Le souk, âme de la vieille ville

Fillette sur le pas de sa porte à Manakhan

Femme cuisant son pain à Manakhan

Maison perchée à Mukella


Situé à côté de l’impressionnante porte Bab Al-Yémen, la seule subsistante, le souk contient une dizaine de marchés et plus de quinze cents échoppes rassemblant une quarantaine de corporations et des caravansérails aujourd’hui transformés en maisons mais qui servaient jadis aux caravanes. Le marché aux tissus propose somptueux voiles de soie du Pakistan et châles brodés du cachemire. Dans celui des « djambyas » se marchandent ces élégants poignards à lame recourbée à la gaine de soie brodée de versets du Coran. Chaque gamin reçoit la sienne pour ses douze ans. Se succèdent les étals de fleurs, légumes et de viandes qui se signalent par des essaims de mouches. Des Ethiopiennes à la peau sombre vendent les précieux myrrhes et encens qui avaient enivré le roi Salomon. De grandes bottes de feuilles d’un vert tendre sont partout l’enjeu d’âpres marchandages. C’est le « qat », la grande affaire au Yémen.

Énoncé a –
Pouvez-vous convertir en liste numérotée les lignes de la liste comprises entre celle qui contient « Target: pine tree » et la fin de la liste, bornes incluses, en omettant les lignes vides ?
L'extrait et la liste sont deux documents sans lien entre eux.

Données –

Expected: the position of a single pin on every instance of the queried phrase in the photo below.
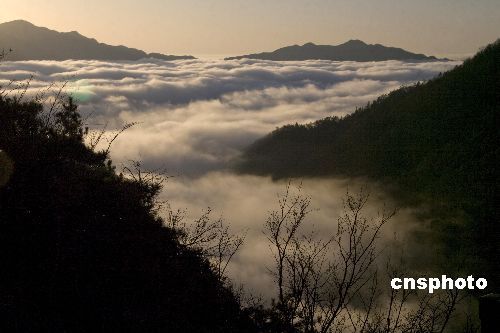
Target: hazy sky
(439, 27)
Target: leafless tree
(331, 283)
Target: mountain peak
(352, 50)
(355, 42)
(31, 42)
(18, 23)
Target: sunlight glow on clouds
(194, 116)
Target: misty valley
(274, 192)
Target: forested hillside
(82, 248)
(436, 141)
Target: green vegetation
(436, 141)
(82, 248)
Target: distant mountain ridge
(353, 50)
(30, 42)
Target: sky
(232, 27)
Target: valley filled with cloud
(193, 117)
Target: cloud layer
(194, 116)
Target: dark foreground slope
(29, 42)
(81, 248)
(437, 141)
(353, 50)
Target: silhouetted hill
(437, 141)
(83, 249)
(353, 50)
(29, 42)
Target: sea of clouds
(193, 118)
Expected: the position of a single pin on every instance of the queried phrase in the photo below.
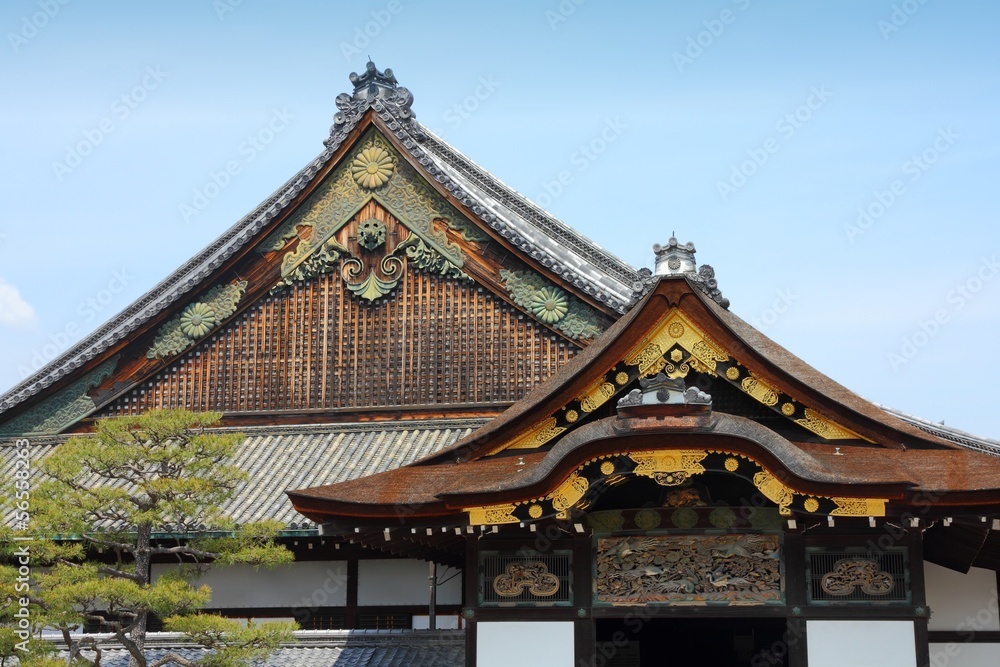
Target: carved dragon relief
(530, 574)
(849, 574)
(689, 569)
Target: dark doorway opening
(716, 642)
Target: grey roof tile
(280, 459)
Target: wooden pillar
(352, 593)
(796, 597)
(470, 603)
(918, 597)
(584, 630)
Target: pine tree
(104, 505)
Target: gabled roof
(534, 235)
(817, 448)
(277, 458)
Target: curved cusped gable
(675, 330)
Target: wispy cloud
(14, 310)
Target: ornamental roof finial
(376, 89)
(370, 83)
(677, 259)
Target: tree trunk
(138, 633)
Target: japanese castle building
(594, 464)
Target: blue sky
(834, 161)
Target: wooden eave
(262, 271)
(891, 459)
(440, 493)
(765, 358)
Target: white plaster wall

Énoncé b –
D'après l'extrait sur le souk, pourquoi les grandes bottes de feuilles d'un vert tendre font-elles partout l'objet d'âpres marchandages ?

Réponse attendue a –
1. Target: pine tree
2. (104, 505)
3. Target: gabled roof
4. (534, 235)
5. (817, 448)
6. (277, 458)
7. Target: curved cusped gable
8. (675, 330)
9. Target: wispy cloud
10. (14, 310)
11. Target: ornamental roof finial
12. (376, 89)
13. (370, 83)
14. (677, 259)
15. Target: tree trunk
16. (138, 633)
17. Target: japanese castle building
18. (594, 464)
19. Target: blue sky
20. (834, 161)
21. Target: wooden eave
22. (262, 271)
23. (891, 459)
24. (440, 493)
25. (765, 358)
26. Target: white plaster wall

Réponse attendue b –
Ces feuilles sont du qat, que l'extrait présente comme « la grande affaire au Yémen ».